• **WHAT YOU ARE ASKED TO DO**
Retype exactly the lines from the one containing "find tree canopy" through the last line of the records below, including both, and leave out any pictures.

····················

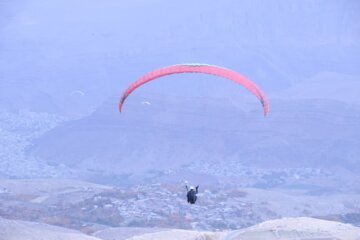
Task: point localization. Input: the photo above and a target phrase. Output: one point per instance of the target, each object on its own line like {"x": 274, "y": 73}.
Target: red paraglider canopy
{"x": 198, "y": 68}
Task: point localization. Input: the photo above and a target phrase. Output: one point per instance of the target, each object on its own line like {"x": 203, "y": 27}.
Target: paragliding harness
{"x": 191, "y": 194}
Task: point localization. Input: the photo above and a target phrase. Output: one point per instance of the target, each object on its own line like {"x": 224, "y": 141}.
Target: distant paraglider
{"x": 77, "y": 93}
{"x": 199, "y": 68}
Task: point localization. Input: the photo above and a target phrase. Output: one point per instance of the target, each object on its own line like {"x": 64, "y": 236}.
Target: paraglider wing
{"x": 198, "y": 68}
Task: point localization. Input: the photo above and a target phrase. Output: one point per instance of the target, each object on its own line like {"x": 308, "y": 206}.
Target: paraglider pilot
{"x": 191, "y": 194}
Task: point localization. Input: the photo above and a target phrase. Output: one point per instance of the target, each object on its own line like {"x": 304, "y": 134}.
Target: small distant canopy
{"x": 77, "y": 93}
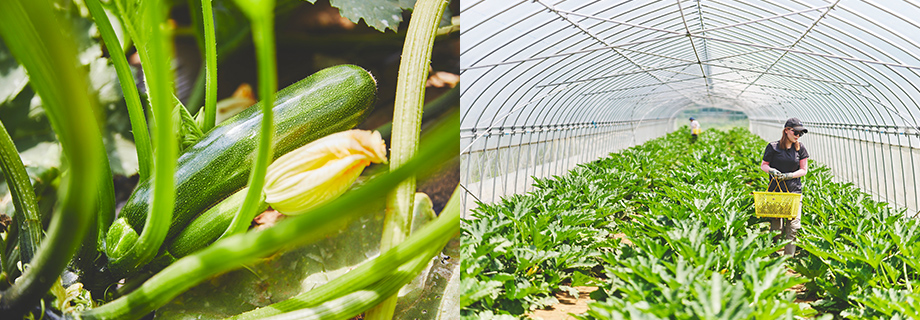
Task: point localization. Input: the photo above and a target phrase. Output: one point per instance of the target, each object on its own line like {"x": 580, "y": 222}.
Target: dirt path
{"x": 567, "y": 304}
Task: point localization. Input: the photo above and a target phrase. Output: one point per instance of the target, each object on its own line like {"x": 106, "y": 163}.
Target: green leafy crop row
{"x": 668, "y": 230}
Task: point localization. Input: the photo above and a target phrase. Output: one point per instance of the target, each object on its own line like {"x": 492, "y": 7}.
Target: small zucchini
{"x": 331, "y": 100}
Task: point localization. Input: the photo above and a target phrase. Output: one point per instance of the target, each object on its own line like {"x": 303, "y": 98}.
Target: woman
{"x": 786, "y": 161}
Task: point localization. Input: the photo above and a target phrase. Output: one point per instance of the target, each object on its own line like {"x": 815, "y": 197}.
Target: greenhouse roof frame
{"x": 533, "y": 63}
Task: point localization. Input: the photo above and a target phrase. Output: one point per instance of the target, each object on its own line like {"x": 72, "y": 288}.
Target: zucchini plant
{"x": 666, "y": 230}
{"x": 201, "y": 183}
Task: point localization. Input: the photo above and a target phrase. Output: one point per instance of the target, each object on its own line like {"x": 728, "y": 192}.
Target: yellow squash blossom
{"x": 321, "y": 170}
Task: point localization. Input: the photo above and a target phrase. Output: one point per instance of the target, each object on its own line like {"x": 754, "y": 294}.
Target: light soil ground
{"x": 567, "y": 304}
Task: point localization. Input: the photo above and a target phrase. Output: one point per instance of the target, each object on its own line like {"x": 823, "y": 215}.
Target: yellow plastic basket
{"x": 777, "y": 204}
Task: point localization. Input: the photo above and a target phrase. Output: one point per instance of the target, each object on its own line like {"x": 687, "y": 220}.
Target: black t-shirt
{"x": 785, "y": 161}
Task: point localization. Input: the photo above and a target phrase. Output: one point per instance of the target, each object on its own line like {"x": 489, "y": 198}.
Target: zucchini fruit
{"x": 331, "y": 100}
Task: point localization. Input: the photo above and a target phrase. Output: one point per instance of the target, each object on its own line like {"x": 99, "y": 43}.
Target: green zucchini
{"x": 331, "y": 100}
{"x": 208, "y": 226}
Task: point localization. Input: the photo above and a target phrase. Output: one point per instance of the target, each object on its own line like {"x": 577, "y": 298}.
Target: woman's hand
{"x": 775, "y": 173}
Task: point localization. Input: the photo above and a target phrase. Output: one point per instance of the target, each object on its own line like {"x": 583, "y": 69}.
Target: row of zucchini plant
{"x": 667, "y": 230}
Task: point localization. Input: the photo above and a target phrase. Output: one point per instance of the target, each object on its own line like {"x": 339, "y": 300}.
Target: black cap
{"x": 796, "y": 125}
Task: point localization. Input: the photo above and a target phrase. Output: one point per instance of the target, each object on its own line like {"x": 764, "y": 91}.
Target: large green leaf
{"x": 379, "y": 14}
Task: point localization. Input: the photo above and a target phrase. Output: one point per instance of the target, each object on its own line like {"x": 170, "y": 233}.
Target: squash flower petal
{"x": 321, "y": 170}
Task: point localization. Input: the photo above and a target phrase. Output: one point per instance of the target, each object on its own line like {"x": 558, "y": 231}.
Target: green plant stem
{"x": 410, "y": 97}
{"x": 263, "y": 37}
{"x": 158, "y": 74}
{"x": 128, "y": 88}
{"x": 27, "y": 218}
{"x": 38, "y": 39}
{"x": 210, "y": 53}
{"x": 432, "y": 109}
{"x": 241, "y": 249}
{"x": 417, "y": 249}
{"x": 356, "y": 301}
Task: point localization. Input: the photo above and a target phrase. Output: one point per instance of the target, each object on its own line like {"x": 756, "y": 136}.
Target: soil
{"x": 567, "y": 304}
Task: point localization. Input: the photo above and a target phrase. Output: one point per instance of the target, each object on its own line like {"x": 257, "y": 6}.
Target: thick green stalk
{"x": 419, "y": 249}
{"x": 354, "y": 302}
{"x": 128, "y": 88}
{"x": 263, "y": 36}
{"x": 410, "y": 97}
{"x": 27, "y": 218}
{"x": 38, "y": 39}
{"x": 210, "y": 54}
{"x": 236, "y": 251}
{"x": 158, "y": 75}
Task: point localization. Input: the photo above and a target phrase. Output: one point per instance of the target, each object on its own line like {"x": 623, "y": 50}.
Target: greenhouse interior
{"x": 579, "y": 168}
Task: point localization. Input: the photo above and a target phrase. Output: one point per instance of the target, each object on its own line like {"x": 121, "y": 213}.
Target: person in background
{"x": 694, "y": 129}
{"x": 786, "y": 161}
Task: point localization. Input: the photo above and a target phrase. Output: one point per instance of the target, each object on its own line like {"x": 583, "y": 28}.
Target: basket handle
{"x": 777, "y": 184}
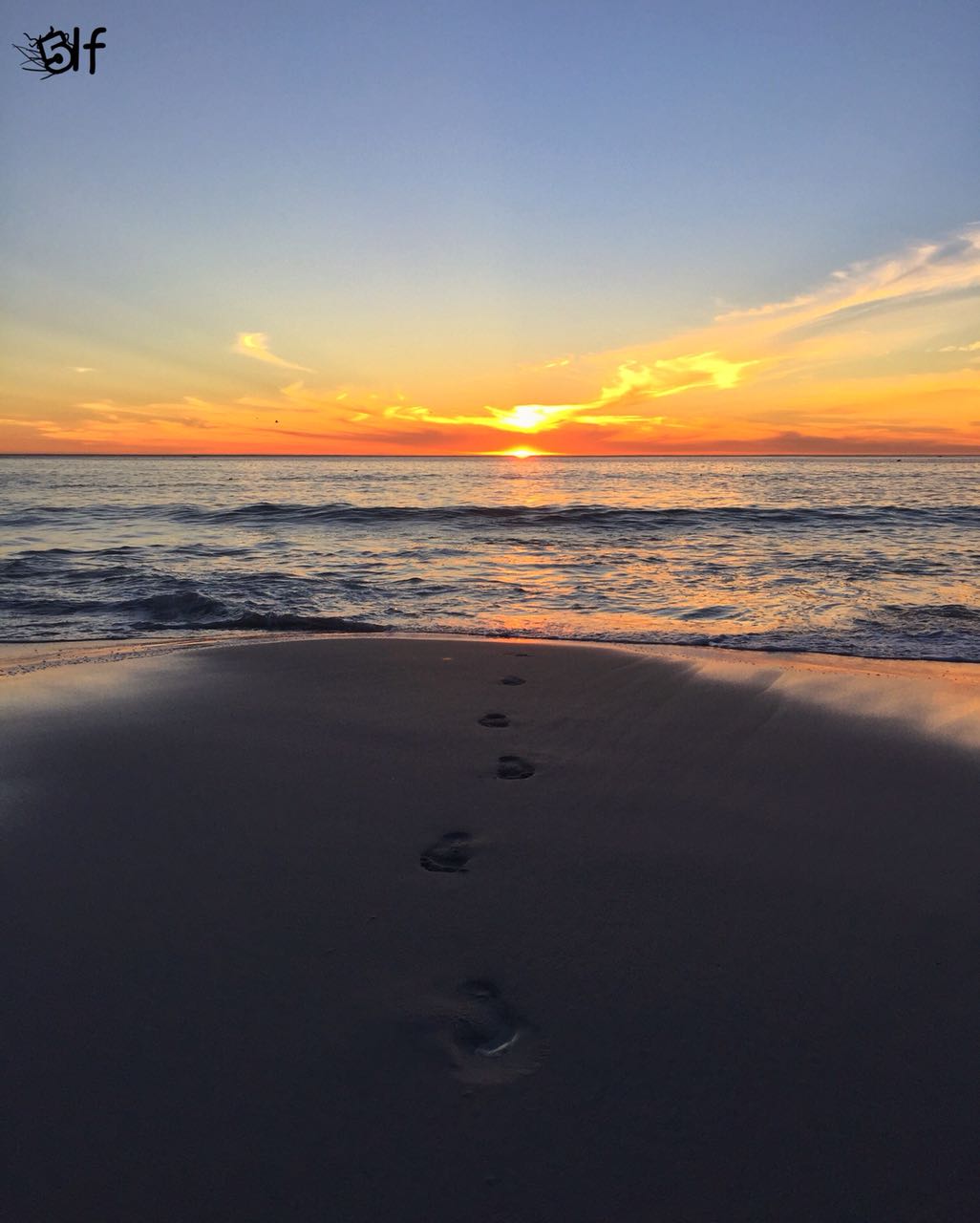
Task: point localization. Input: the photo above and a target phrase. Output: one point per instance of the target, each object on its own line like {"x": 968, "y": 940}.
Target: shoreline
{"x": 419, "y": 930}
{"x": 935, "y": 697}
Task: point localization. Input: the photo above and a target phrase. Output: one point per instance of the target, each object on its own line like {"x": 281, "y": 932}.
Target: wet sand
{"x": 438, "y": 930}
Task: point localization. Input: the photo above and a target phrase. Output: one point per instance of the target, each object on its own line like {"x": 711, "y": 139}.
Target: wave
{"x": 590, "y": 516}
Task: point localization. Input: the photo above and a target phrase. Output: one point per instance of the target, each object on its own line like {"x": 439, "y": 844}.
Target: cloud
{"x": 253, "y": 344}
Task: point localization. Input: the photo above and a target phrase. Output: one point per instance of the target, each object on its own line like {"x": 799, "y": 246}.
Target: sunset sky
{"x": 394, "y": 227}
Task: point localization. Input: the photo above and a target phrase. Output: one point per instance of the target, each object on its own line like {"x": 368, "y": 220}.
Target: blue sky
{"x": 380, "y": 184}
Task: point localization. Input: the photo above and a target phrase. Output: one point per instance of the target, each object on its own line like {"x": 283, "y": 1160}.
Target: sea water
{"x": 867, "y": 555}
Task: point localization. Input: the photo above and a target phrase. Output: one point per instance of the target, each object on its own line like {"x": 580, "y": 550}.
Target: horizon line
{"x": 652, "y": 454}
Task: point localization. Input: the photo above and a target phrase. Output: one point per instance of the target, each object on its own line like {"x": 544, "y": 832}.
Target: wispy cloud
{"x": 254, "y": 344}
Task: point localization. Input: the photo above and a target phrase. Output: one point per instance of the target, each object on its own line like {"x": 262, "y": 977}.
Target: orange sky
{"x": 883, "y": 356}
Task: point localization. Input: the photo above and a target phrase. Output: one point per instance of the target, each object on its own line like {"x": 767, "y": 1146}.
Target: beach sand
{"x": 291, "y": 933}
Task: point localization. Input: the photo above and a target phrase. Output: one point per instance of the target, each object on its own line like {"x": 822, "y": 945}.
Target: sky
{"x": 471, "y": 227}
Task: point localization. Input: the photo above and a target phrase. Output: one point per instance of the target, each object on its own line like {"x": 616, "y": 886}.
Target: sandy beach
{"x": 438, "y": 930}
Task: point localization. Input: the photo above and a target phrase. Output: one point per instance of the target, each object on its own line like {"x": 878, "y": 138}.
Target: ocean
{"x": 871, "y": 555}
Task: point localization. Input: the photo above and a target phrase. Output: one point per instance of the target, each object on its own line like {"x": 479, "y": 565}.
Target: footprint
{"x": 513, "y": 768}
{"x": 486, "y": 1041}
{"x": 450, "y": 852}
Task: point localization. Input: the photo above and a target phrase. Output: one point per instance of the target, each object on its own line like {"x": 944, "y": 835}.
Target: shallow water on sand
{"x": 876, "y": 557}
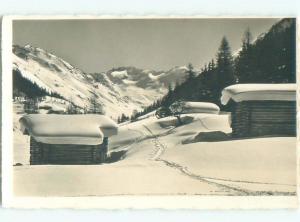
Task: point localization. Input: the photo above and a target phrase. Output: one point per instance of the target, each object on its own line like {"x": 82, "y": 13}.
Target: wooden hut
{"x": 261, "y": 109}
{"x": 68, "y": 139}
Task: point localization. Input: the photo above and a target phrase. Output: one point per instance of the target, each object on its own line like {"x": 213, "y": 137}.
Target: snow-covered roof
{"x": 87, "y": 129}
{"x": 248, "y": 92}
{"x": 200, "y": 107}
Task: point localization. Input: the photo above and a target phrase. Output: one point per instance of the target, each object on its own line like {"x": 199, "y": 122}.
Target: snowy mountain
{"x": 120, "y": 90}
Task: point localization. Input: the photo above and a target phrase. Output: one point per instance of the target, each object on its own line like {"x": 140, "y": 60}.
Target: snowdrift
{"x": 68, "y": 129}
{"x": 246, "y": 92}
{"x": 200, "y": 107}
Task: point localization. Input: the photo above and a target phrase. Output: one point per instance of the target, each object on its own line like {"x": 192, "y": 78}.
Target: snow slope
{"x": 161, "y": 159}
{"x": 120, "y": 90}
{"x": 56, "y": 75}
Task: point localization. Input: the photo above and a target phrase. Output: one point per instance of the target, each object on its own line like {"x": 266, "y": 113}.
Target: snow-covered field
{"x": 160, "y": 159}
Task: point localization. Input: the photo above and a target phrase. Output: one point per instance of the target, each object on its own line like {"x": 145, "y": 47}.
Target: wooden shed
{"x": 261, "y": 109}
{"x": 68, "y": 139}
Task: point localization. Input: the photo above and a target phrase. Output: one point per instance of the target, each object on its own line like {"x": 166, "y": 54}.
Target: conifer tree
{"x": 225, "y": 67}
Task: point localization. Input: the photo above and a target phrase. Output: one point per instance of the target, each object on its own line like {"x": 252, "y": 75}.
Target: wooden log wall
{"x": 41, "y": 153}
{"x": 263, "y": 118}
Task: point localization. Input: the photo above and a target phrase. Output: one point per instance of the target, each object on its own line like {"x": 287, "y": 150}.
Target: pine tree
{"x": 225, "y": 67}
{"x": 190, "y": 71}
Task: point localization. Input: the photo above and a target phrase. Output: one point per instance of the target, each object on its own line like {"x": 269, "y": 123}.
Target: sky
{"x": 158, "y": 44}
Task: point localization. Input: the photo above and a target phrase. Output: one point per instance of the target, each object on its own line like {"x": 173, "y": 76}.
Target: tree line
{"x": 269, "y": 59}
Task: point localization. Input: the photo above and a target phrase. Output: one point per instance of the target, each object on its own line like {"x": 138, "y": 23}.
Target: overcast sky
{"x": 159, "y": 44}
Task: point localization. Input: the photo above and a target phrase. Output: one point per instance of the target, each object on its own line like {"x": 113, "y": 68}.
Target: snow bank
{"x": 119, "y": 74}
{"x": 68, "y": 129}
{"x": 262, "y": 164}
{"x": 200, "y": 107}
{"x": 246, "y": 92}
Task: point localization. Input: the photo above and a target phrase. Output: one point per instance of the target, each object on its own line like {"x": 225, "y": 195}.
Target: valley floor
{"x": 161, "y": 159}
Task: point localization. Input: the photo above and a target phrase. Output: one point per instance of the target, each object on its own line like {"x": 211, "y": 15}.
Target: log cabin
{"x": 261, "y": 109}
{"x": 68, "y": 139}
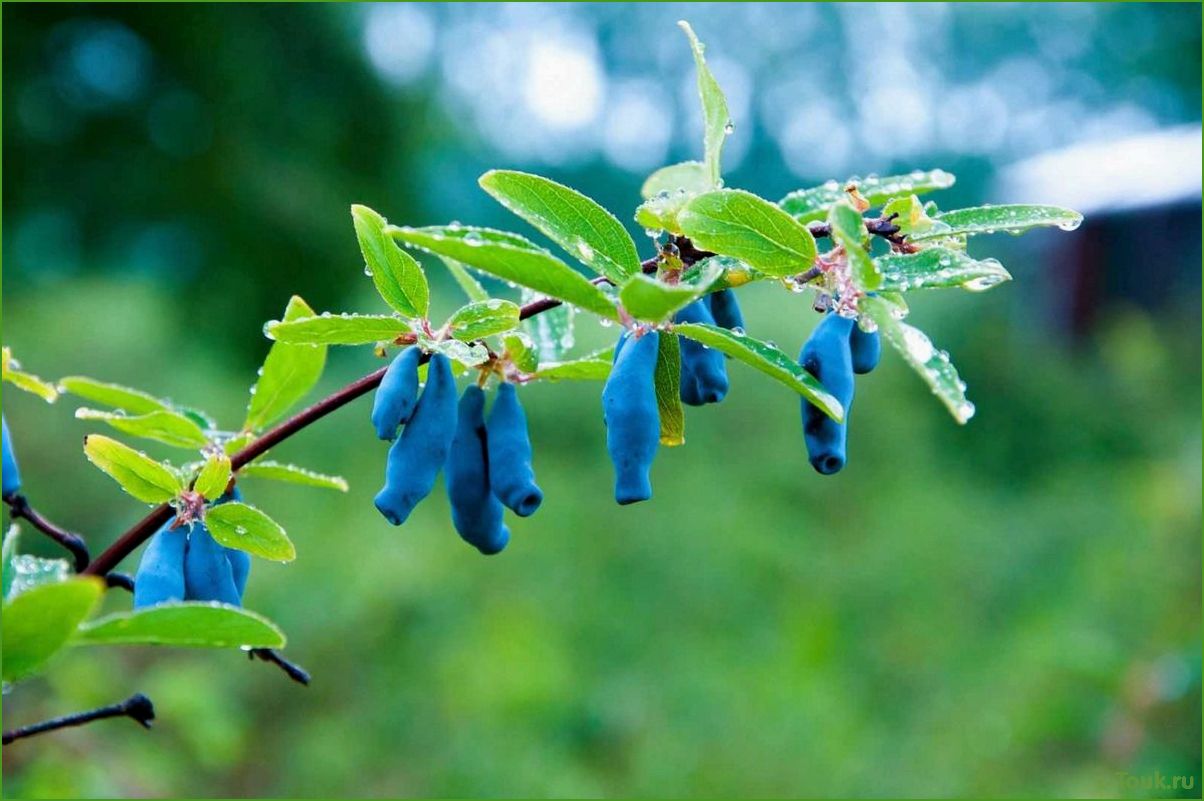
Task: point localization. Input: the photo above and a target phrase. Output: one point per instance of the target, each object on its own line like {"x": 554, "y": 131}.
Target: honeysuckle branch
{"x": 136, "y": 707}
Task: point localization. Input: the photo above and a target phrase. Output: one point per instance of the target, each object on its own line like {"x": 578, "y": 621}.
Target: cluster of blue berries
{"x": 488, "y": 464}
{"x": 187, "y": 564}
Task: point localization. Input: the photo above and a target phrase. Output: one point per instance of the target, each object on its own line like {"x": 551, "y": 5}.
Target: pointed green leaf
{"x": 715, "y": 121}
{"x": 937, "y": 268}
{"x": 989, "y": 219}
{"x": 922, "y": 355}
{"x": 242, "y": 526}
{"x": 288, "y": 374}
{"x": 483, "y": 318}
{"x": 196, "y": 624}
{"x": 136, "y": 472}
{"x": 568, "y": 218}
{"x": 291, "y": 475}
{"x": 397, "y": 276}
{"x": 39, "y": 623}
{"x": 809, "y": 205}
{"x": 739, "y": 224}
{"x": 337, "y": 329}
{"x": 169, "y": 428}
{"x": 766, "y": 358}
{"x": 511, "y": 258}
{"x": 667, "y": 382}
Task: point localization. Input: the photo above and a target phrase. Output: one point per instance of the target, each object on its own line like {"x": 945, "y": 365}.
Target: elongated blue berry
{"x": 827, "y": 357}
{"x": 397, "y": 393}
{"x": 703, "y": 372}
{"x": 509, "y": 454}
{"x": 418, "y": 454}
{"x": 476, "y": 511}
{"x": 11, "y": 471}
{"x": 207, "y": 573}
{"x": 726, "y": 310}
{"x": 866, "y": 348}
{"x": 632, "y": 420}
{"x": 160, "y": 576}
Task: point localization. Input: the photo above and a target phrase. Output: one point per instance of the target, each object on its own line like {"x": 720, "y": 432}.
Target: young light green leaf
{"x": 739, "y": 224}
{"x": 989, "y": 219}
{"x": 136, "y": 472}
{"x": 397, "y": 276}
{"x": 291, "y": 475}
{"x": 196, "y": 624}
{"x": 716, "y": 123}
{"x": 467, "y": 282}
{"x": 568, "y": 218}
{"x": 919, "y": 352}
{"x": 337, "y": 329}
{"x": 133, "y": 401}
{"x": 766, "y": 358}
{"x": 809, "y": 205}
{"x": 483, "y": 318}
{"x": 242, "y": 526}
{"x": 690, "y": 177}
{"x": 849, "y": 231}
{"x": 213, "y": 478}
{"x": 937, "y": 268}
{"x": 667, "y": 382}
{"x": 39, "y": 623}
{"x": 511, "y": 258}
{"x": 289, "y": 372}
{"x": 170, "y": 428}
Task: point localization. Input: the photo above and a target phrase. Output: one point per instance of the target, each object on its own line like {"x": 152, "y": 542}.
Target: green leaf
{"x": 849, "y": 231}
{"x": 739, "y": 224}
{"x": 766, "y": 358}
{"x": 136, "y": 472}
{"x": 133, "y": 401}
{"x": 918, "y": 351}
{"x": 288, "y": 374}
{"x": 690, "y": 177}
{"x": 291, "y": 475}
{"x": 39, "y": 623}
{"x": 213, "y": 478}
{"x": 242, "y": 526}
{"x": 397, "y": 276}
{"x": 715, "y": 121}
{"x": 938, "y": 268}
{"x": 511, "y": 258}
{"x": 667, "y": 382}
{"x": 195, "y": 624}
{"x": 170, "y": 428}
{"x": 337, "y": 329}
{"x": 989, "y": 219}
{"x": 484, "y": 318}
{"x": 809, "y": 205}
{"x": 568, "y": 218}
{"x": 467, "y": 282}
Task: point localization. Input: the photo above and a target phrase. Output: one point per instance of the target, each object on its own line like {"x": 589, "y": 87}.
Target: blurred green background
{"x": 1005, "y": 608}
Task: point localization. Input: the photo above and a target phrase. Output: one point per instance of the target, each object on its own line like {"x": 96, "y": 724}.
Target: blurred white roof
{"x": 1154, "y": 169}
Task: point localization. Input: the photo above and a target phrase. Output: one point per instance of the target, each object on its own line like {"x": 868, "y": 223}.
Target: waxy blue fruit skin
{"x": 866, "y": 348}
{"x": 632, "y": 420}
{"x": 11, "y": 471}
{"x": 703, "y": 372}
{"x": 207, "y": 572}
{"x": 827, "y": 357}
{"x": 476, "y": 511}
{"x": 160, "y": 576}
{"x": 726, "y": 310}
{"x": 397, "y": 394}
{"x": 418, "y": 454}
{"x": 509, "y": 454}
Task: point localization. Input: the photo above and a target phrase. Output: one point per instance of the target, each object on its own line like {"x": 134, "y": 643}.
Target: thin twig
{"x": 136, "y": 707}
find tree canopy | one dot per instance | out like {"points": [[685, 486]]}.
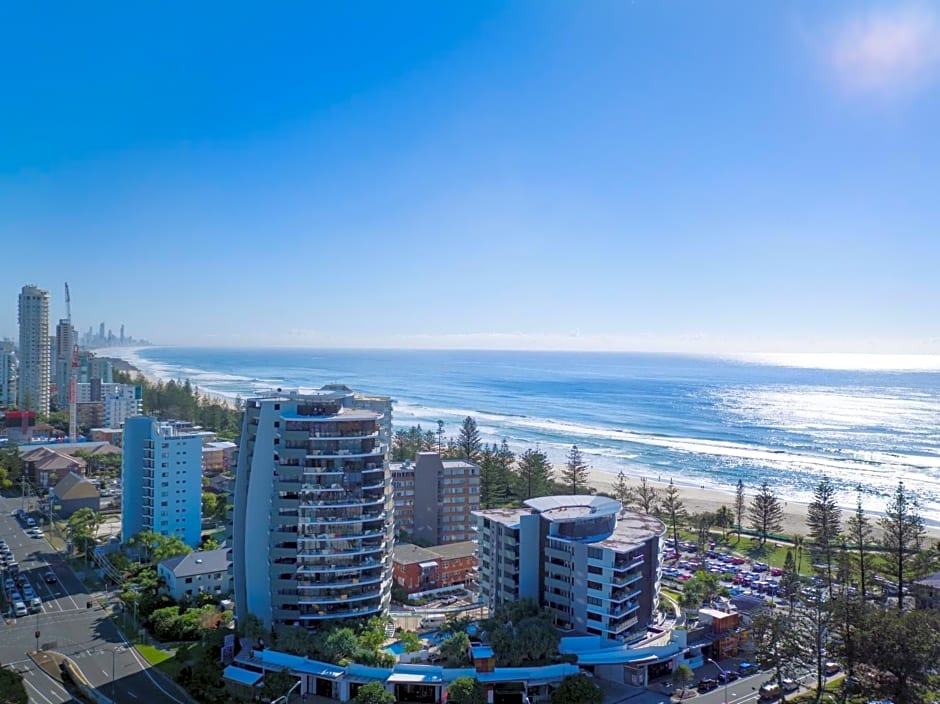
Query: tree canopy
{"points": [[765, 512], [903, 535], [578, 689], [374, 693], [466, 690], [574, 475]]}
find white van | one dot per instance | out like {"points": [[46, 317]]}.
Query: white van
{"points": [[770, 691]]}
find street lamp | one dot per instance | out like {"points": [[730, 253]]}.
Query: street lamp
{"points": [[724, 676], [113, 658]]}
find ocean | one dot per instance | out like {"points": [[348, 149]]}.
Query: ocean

····················

• **EXERCISE RESPONSE**
find tree canopy | one dot per instance | out like {"points": [[685, 486]]}.
Query: tree canopy
{"points": [[765, 512], [903, 535], [578, 689], [374, 693], [466, 690], [574, 475]]}
find white van | one dot per instance | out like {"points": [[46, 317]]}.
Query: white van
{"points": [[770, 691]]}
find street lamp | one dot per instance | out like {"points": [[730, 253]]}.
Query: street lamp
{"points": [[724, 676], [113, 658]]}
find ocean | one dot per instance | out like {"points": [[348, 149]]}.
Query: ocean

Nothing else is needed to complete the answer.